A cada página, vamos nos encantando com essa prosa carregada de genialidade narrativa, onde, sem nenhuma ordem, e frequentemente interrompida por longos flashbacks e constantes mudanças de focos narrativos, os fatos vão emergindo de forma interposta, por meio de conversas, onde Faulkner permite que diferentes personagens possam emprestar sua voz com os seus próprios costumes idiomáticos sulistas. Ao contrário de em ?O Som e a Fúria?, em ?Luz em Agosto? o autor não conta somente com a narração em fluxo de consciência, mas também incorpora o diálogo e um narrador onisciente em terceira pessoa que desenvolve a história.

Ler Faulkner nunca será uma experiência simples, pois essa sua fala poética, filosófica de vertente existencialista, carregada de simbolismos, é bastante trabalhosa, e muitas vezes precisamos ler várias vezes o mesmo parágrafo para entender o que ele quis dizer. O que faz desse livro um momento de imersão e total abandono ao ato da leitura. Mas não é assim que deveríamos nos entregar às nossas leituras?

[LISTAGEM DE DADOS]
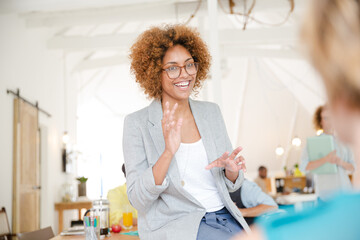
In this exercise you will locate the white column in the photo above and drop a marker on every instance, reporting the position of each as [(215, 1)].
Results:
[(214, 50)]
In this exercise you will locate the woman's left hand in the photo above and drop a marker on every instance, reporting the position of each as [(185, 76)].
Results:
[(229, 162)]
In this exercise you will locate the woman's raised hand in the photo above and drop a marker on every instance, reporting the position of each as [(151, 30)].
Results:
[(229, 162), (171, 129)]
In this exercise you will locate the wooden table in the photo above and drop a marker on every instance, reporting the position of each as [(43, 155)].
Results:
[(114, 236), (61, 206)]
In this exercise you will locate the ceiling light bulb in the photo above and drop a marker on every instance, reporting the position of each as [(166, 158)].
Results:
[(279, 151), (319, 132), (66, 138), (296, 142)]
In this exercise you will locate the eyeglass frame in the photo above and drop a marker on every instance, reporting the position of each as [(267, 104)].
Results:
[(181, 67)]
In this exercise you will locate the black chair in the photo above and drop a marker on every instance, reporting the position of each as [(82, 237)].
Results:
[(5, 232), (42, 234)]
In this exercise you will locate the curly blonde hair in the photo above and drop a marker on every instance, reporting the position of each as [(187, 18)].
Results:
[(332, 36), (147, 53)]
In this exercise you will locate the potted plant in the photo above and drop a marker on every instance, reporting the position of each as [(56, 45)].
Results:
[(82, 186)]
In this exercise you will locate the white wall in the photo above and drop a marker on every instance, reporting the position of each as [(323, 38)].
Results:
[(25, 63)]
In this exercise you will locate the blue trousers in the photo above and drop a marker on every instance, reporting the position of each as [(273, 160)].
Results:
[(219, 225)]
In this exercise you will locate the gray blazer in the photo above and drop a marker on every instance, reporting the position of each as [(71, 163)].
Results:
[(167, 211)]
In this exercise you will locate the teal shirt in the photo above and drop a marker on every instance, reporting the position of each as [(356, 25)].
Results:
[(335, 219)]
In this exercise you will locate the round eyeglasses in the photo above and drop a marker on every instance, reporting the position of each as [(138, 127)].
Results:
[(175, 71)]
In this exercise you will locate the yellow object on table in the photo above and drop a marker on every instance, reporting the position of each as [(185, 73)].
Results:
[(118, 200)]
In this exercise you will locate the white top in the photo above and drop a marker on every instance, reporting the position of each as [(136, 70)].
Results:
[(191, 159)]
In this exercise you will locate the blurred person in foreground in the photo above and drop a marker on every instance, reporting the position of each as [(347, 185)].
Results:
[(332, 35)]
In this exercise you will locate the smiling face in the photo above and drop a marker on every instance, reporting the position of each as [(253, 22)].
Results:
[(180, 88)]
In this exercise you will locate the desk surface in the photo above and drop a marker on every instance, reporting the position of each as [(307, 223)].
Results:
[(114, 236)]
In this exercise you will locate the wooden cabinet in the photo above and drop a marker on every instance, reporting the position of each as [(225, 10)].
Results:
[(61, 206)]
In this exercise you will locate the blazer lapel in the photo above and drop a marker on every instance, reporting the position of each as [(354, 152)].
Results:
[(155, 129)]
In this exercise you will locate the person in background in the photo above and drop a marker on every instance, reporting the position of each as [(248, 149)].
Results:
[(252, 201), (332, 35), (326, 184), (260, 180), (118, 201)]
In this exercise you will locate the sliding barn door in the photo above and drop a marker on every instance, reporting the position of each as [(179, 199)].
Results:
[(26, 168)]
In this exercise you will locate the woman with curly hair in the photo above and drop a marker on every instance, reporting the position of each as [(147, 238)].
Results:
[(179, 160), (342, 157)]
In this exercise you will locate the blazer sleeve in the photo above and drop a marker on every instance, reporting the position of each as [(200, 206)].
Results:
[(141, 188), (232, 187)]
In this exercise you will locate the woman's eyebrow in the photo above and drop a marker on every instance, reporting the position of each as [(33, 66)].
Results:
[(177, 63)]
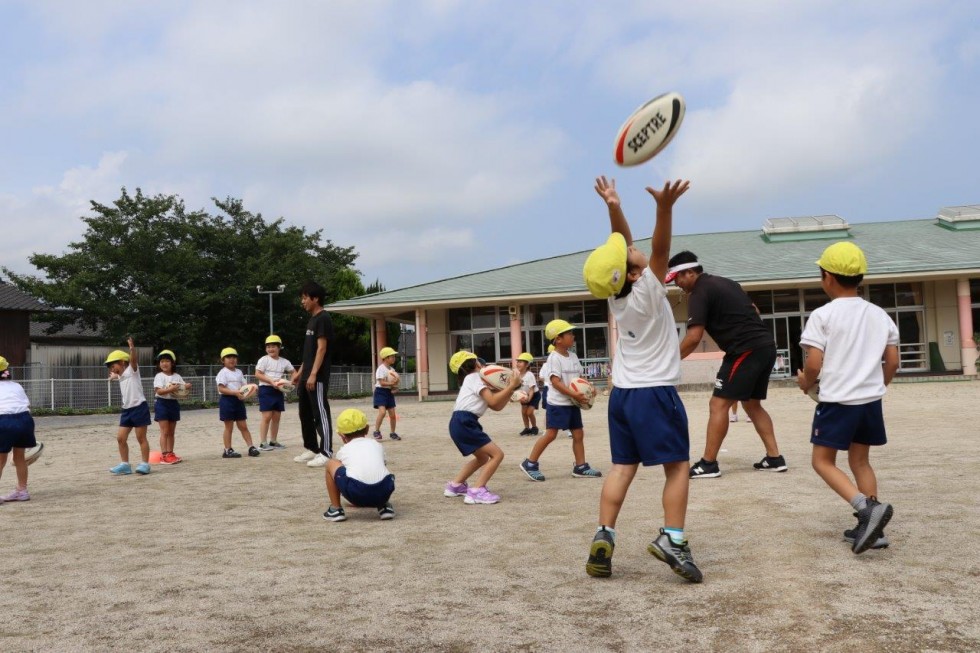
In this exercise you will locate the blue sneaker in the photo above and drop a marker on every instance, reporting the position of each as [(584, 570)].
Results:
[(121, 469)]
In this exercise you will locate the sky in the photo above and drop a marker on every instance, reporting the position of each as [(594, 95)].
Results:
[(445, 137)]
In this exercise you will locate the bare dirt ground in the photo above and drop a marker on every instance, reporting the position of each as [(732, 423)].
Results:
[(233, 555)]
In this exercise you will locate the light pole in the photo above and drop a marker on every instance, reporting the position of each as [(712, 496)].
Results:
[(270, 293)]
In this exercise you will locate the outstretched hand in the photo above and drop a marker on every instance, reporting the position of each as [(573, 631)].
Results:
[(670, 192)]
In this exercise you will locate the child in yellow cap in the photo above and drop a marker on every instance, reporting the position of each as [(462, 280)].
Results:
[(385, 385), (136, 412), (357, 471), (845, 342)]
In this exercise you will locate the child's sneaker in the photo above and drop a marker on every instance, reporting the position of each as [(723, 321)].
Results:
[(704, 469), (480, 495), (455, 489), (584, 471), (771, 464), (532, 470), (121, 469), (335, 514), (600, 555), (678, 556), (16, 495)]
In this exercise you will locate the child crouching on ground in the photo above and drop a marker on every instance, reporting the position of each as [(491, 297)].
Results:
[(357, 471)]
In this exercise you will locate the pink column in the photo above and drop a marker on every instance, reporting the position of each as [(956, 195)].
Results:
[(968, 347)]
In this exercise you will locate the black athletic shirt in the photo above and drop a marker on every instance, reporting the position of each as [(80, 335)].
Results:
[(726, 313), (319, 326)]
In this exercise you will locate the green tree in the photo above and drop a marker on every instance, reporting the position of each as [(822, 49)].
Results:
[(146, 266)]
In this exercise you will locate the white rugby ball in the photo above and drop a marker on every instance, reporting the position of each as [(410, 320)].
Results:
[(649, 129), (587, 389), (495, 376)]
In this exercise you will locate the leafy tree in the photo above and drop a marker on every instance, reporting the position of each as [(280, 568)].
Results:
[(187, 280)]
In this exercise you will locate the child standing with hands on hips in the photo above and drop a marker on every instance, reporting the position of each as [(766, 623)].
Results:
[(136, 412)]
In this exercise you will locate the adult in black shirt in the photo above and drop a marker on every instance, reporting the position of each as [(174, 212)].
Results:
[(720, 307), (314, 379)]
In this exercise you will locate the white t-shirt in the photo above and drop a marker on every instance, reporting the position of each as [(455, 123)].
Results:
[(131, 388), (852, 334), (648, 353), (469, 398), (231, 379), (274, 368), (567, 368), (13, 399), (364, 460), (162, 380)]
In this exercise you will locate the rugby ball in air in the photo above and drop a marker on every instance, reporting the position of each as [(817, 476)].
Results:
[(587, 389), (495, 376), (649, 129)]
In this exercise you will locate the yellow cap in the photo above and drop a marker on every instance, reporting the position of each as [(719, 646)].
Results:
[(458, 359), (117, 355), (350, 421), (845, 259), (386, 352), (555, 328), (605, 269), (166, 353)]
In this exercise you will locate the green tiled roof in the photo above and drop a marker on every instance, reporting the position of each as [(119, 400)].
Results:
[(893, 249)]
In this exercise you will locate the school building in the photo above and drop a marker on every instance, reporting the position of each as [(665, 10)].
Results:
[(924, 273)]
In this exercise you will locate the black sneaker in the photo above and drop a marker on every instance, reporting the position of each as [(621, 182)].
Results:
[(771, 464), (600, 555), (871, 522), (678, 556), (704, 469)]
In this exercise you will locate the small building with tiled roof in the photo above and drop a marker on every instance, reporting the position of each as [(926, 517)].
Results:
[(924, 273)]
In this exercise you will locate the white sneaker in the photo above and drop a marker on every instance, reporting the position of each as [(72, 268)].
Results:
[(319, 460)]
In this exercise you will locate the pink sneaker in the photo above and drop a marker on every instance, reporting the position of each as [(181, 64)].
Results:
[(480, 495), (16, 495)]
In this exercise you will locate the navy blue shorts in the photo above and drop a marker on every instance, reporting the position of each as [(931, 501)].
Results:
[(16, 430), (364, 495), (648, 426), (384, 397), (166, 410), (270, 399), (466, 432), (563, 417), (135, 416), (231, 409), (837, 425)]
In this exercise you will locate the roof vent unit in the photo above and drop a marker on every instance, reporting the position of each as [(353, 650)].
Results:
[(811, 227), (959, 218)]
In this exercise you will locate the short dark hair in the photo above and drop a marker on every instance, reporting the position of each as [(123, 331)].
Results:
[(313, 290)]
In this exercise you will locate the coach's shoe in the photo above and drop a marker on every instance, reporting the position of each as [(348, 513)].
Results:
[(335, 514), (121, 469), (455, 489), (599, 564), (871, 522), (584, 471), (704, 469), (678, 556), (771, 464), (532, 470)]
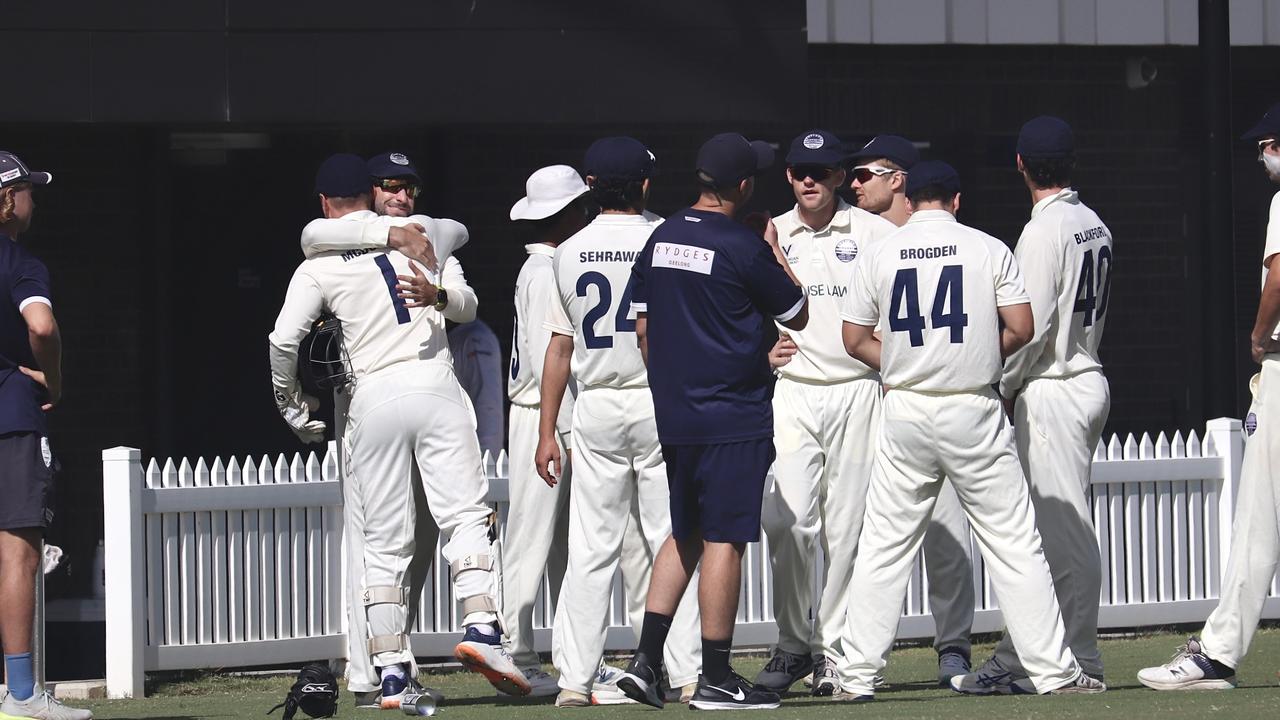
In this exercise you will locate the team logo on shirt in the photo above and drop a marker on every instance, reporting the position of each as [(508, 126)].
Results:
[(846, 250)]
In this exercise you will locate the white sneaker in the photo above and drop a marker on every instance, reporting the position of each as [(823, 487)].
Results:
[(485, 655), (992, 678), (1189, 670), (604, 689), (540, 682), (41, 705)]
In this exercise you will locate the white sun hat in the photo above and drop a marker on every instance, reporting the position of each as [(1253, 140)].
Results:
[(548, 191)]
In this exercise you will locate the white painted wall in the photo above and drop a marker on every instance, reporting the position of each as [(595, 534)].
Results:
[(1032, 22)]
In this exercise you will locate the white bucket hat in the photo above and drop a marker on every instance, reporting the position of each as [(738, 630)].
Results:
[(548, 191)]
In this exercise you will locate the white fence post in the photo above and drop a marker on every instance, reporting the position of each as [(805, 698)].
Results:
[(1226, 437), (126, 582)]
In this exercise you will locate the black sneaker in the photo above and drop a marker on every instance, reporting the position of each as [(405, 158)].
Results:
[(643, 682), (734, 693), (784, 670)]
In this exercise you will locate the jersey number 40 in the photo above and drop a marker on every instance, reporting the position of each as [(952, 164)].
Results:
[(947, 305), (621, 324)]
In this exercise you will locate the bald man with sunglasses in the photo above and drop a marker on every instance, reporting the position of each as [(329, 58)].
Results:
[(878, 180), (826, 408)]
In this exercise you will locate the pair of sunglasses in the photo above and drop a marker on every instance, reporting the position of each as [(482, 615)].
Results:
[(817, 172), (394, 186)]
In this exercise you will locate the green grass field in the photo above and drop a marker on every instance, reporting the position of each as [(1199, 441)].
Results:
[(912, 693)]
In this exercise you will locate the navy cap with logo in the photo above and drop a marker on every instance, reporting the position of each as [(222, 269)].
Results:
[(892, 147), (392, 165), (932, 172), (728, 158), (620, 158), (14, 171), (1267, 127), (816, 147), (343, 176), (1046, 136)]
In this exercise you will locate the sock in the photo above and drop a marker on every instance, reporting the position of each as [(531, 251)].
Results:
[(21, 675), (394, 671), (653, 636), (716, 660)]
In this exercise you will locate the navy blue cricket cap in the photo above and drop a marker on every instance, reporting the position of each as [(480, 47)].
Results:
[(392, 165), (1267, 127), (892, 147), (932, 172), (816, 147), (343, 176), (620, 158), (1046, 136), (14, 171), (728, 159)]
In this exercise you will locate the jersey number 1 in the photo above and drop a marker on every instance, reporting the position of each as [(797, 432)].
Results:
[(947, 305), (621, 323)]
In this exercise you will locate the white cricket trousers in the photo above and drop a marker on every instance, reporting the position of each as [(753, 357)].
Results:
[(1256, 528), (824, 437), (1059, 423), (965, 438), (617, 461), (407, 424), (536, 534)]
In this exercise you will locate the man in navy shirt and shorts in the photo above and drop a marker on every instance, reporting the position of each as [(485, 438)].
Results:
[(31, 384), (705, 290)]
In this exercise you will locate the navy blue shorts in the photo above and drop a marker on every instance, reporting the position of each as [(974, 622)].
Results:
[(716, 490)]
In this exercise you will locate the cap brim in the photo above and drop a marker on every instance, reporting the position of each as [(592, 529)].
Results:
[(763, 155), (524, 209)]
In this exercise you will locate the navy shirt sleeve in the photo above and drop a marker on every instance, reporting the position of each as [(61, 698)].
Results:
[(30, 279), (769, 287)]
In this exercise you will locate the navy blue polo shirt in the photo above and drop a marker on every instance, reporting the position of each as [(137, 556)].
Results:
[(22, 278), (711, 288)]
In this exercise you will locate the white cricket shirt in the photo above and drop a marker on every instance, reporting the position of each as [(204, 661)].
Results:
[(1065, 258), (933, 287), (823, 260), (593, 270)]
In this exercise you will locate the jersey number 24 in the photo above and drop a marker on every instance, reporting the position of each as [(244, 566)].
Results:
[(947, 305)]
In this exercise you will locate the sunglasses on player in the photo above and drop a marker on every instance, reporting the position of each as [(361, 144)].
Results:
[(864, 173), (394, 186), (817, 172)]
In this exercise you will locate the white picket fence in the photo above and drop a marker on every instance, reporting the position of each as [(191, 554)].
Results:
[(241, 564)]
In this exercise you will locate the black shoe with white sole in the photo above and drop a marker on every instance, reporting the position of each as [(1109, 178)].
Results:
[(734, 693), (643, 682)]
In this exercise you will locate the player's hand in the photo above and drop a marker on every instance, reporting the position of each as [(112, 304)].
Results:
[(547, 460), (297, 414), (54, 391), (782, 351), (1262, 346), (417, 290), (412, 242)]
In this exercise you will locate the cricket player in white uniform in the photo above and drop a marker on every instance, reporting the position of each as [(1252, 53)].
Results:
[(940, 292), (536, 533), (878, 180), (826, 418), (615, 440), (1056, 390), (1208, 661), (430, 241), (478, 363), (407, 422)]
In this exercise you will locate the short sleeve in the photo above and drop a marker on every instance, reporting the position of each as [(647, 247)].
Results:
[(769, 287), (31, 283), (1009, 278), (860, 305)]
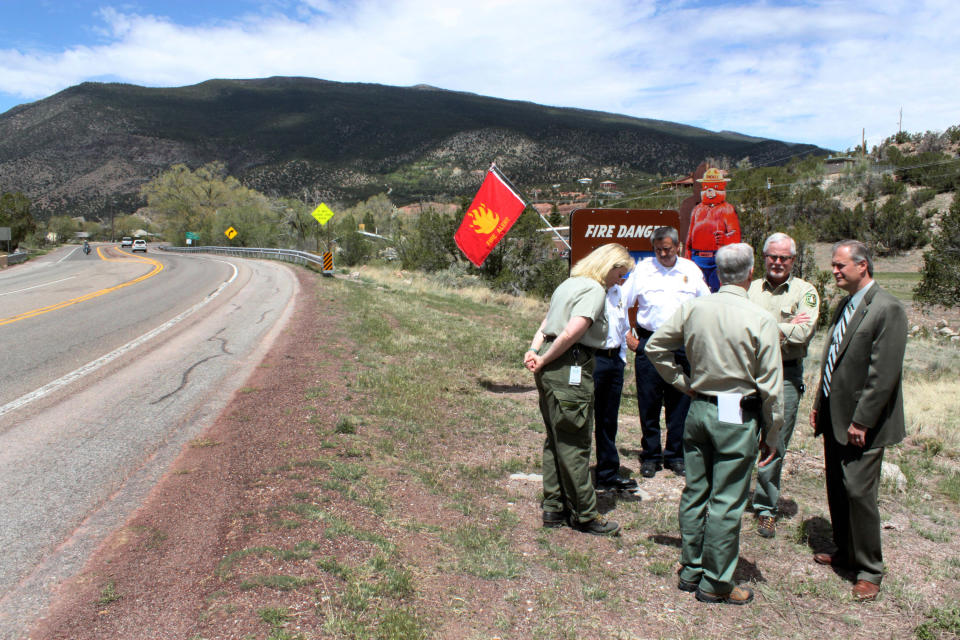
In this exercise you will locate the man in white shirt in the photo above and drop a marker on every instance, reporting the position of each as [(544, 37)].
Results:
[(659, 285)]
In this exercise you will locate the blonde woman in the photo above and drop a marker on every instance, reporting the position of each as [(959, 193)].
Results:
[(561, 359)]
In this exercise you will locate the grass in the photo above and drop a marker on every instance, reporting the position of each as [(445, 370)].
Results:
[(418, 530)]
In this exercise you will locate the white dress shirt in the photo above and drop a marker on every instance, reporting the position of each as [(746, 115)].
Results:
[(661, 290), (617, 322)]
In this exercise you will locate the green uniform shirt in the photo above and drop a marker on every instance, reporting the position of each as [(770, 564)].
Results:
[(733, 347), (783, 302), (578, 297)]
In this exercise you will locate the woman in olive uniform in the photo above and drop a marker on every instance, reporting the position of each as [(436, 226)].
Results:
[(561, 358)]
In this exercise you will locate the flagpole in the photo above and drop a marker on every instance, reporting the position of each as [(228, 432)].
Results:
[(493, 167)]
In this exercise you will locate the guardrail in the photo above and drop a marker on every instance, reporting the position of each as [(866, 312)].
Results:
[(286, 255), (13, 258)]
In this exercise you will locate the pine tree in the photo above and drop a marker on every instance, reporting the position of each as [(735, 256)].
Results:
[(940, 282)]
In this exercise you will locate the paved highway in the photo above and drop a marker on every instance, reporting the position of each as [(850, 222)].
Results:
[(109, 364)]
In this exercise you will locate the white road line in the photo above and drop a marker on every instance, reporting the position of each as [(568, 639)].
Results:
[(36, 286), (66, 256), (92, 366)]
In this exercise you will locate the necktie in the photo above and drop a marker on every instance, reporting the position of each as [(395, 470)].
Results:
[(835, 347)]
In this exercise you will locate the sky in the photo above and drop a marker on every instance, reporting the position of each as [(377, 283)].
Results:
[(819, 72)]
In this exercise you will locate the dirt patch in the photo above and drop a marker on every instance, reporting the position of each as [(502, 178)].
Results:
[(154, 577)]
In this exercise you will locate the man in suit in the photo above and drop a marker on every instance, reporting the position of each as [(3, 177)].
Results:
[(859, 410)]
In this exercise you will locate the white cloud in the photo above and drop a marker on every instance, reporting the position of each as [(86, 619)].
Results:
[(808, 71)]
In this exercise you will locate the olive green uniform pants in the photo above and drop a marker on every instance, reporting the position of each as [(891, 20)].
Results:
[(719, 457), (568, 417), (767, 494)]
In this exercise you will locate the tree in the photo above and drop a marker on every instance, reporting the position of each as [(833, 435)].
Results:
[(209, 201), (15, 213), (940, 277), (63, 227)]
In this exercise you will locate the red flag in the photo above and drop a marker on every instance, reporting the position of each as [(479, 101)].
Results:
[(491, 214)]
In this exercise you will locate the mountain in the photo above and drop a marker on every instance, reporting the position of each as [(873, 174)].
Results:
[(87, 149)]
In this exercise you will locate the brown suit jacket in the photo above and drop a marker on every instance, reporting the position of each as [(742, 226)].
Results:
[(867, 378)]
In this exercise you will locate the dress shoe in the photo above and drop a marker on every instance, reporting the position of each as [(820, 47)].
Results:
[(767, 527), (677, 467), (737, 595), (598, 527), (617, 484), (865, 590), (554, 519), (686, 585)]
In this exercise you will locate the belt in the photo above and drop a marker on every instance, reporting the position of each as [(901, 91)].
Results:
[(588, 350), (749, 403), (612, 352), (643, 333)]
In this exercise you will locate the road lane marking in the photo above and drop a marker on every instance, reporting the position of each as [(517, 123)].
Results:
[(69, 253), (93, 365), (37, 286), (157, 268)]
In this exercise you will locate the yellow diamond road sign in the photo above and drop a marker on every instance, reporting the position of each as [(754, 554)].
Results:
[(322, 213)]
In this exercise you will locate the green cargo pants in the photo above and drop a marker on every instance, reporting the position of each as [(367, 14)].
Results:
[(719, 457), (568, 417), (767, 493)]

[INSTRUÇÃO 1] Segundo o trecho sobre Faulkner, o que o autor incorpora em "Luz em Agosto" além da narração em fluxo de consciência?
[INSTRUÇÃO 2] Como fica em inglês esta frase do trecho sobre Faulkner: "Mas não é assim que deveríamos nos entregar às nossas leituras?"
[INSTRUÇÃO 3] Prossiga com o trecho sobre a leitura de Faulkner a partir da última frase apresentada.

[RESPOSTA ESPERADA 1] O diálogo e um narrador onisciente em terceira pessoa que desenvolve a história.

[RESPOSTA ESPERADA 2] But isn't that how we ought to surrender ourselves to our reading?

[RESPOSTA ESPERADA 3]
E entre metáforas e extremismos (luz-escuridão, bem-mal), racismo e puritanismo, mergulhamos na vida de três personagens: Lena Grove, uma jovem que engravida e é abandonada pelo pai do seu filho, saindo à sua procura; Joe Christmas, um homem que é entregue a um orfanato pelo próprio avô e passa a vida acreditando ter sangue negro correndo pelas suas veias; e o reverendo Gail Hightower, que passa uma vida toda obcecado pela morte do avô na Guerra de Secessão, e é para sempre atormentado pelo fantasma da esposa misteriosamente morta em um de seus momentos de escapadas extraconjugais.

Uma das coisas mais brilhantes da escrita do Faulkner é como ele desenvolve seus personagens. Sua construção não se restringe à personalidade e uma história de vida pregressa. Ele vai tão além, que há momentos em que você sente vontade de parar, pegar uma caneta e papel, e desenhar a árvore genealógica para compreender todos os enlaces que envolvem a ancestralidade dos personagens.

Um outro ponto de genialidade da construção dos personagens do Faulkner, é que não existem vilões e mocinhos. Nessa vertente existencialista do autor, seus personagens são tão reais, que você consegue ver a humanidade deles pulsando a cada momento em que suas vidas são esmiuçadas de tal forma, que chega a ser doloroso.

Houve um momento da leitura, onde a vida do personagem Christmas era contada, que eu tive que parar por um instante para me recuperar da intensidade das emoções que me foram despertadas pelas crenças que ele tinha de uma vida onde não era possível amar, porque amar era mais doloroso do que o odiar, ou ferir. De fato, amar para ele era ser ferido, e mortalmente. Mas não é o amor um ato de morrermos para nós mesmos, para o nosso egoísmo, e nos voltarmos às necessidades de um outro?

Aliás, esse tema, o amor, é algo bastante explorado neste livro, mas não pelo olhar romântico, e sim, pela visão dos vínculos relacionais.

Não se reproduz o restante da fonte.